YOUR OBJECTIVE ▸ Using the data that follows, return exactly the lines from the one that contains "Put a pin on every instance of the green" through the one that contains "Target = toddler's short hair", ends included.

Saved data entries
○ ○ ○ ○ ○ ○ ○

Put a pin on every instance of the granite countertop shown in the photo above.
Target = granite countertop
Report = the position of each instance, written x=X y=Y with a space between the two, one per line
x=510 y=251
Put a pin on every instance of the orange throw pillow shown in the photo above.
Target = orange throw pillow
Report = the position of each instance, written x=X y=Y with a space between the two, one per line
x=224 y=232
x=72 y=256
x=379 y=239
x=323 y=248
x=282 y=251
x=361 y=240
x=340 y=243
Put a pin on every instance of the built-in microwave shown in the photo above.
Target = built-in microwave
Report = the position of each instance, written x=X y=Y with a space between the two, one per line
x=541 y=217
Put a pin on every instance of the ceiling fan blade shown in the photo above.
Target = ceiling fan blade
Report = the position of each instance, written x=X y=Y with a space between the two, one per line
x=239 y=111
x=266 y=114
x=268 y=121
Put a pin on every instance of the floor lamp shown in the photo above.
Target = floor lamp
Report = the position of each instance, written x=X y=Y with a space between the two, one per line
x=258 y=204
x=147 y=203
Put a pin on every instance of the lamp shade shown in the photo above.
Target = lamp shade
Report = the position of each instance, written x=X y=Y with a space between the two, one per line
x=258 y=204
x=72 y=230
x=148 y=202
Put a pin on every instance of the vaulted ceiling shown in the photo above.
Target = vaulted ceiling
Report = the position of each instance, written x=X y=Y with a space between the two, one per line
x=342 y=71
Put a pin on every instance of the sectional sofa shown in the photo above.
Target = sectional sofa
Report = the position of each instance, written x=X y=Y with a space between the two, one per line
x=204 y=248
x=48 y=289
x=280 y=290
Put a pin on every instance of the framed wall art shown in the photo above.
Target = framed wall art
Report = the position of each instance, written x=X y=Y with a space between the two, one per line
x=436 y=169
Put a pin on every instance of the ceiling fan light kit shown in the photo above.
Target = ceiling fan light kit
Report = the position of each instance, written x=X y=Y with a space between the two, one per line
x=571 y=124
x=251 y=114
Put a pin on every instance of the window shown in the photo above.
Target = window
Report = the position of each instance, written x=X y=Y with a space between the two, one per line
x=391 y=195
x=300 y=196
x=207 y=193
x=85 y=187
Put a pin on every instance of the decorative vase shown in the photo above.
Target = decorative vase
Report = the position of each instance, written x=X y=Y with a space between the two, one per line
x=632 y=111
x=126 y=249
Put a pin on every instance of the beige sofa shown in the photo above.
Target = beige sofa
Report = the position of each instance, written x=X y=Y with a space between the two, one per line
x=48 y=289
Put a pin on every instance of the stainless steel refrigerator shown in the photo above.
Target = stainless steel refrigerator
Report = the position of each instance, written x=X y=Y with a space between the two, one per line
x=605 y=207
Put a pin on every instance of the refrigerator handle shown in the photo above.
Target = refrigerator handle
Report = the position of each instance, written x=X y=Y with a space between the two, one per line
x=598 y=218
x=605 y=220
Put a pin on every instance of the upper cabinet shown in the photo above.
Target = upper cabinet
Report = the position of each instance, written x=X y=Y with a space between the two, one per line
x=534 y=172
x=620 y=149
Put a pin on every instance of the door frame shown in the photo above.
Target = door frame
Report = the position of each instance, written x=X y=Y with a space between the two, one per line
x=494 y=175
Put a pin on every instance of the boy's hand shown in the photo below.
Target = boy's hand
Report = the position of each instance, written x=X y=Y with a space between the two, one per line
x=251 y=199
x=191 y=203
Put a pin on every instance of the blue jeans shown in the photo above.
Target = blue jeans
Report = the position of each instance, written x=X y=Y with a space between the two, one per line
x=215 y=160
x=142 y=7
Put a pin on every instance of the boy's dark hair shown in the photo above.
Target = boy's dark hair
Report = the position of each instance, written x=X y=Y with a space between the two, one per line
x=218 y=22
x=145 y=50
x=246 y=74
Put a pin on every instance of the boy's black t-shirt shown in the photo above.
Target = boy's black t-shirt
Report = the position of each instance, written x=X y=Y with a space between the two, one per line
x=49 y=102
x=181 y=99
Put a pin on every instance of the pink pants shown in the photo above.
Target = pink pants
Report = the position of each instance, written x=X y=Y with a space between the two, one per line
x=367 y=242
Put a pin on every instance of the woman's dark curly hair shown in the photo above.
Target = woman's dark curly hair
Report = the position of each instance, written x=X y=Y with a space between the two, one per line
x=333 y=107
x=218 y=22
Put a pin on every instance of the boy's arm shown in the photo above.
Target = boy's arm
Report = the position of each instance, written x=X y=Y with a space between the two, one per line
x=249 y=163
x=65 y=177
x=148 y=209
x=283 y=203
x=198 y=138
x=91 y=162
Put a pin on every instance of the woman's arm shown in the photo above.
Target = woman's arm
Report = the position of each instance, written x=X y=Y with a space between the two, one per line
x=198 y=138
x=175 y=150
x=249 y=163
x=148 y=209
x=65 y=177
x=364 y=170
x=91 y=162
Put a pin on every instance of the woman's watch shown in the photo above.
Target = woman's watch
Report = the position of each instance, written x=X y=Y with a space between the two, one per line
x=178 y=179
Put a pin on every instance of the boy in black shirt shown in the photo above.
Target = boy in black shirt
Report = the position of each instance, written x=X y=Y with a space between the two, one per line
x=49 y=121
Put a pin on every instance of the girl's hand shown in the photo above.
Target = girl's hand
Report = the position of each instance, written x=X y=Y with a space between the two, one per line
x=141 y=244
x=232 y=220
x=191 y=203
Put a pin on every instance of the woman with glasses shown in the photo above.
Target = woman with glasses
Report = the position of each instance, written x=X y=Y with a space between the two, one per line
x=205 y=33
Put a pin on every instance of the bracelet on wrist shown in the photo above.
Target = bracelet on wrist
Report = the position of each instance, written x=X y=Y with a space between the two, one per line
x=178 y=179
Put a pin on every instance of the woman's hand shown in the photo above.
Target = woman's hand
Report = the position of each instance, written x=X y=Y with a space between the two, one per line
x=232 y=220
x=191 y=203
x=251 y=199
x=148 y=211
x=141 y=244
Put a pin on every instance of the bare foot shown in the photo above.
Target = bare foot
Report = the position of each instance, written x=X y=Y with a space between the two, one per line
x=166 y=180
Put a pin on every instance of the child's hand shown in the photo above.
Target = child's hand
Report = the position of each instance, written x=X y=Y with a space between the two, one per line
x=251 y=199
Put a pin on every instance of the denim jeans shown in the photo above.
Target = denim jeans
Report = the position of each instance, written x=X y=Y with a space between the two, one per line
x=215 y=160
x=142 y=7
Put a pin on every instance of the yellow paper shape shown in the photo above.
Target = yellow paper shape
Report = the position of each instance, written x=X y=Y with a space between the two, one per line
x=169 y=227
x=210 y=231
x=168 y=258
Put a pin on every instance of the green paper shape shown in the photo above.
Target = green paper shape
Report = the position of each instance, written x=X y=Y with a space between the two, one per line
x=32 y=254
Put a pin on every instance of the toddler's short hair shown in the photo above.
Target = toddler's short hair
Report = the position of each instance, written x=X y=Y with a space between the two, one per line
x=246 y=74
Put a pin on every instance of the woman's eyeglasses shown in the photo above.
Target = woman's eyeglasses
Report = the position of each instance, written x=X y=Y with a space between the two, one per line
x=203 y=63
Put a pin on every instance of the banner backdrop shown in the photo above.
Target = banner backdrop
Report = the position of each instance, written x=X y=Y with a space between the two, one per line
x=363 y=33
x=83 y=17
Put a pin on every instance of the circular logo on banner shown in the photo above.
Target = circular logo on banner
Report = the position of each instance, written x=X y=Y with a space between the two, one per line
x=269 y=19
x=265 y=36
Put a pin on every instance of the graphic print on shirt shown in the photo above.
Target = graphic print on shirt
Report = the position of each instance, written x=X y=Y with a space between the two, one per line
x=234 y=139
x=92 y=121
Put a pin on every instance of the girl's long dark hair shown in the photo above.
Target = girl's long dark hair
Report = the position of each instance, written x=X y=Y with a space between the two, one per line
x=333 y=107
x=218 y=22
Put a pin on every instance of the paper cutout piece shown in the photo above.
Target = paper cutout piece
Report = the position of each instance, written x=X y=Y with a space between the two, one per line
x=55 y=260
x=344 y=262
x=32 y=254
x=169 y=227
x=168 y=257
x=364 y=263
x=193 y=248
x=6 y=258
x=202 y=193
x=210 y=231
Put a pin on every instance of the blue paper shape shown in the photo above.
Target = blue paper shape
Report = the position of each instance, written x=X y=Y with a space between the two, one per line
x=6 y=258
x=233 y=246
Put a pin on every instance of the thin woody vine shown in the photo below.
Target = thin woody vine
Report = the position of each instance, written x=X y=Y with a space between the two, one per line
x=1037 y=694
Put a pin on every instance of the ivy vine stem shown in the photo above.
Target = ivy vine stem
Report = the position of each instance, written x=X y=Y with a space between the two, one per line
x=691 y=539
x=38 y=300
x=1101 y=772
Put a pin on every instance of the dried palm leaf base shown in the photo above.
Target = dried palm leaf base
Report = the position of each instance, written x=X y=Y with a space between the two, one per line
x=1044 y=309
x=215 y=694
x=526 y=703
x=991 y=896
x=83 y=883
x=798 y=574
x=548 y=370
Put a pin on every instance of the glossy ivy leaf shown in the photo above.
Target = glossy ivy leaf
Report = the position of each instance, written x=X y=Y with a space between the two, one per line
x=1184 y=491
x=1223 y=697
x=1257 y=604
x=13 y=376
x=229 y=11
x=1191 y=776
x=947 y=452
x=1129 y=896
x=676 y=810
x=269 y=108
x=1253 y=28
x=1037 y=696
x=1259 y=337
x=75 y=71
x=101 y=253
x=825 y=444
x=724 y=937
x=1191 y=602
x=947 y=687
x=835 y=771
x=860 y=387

○ ○ ○ ○ ○ ○ ○

OUTPUT FOR THIS EXERCISE ▸
Put a pin on every instance of the green paper shape shown in the photo above.
Target = green paper shape
Report = the position of each instance, written x=X y=Y with a space between the two, one per line
x=32 y=254
Put a pin on every instance of the toddler's short hair shown in the photo above.
Target = toddler's short hair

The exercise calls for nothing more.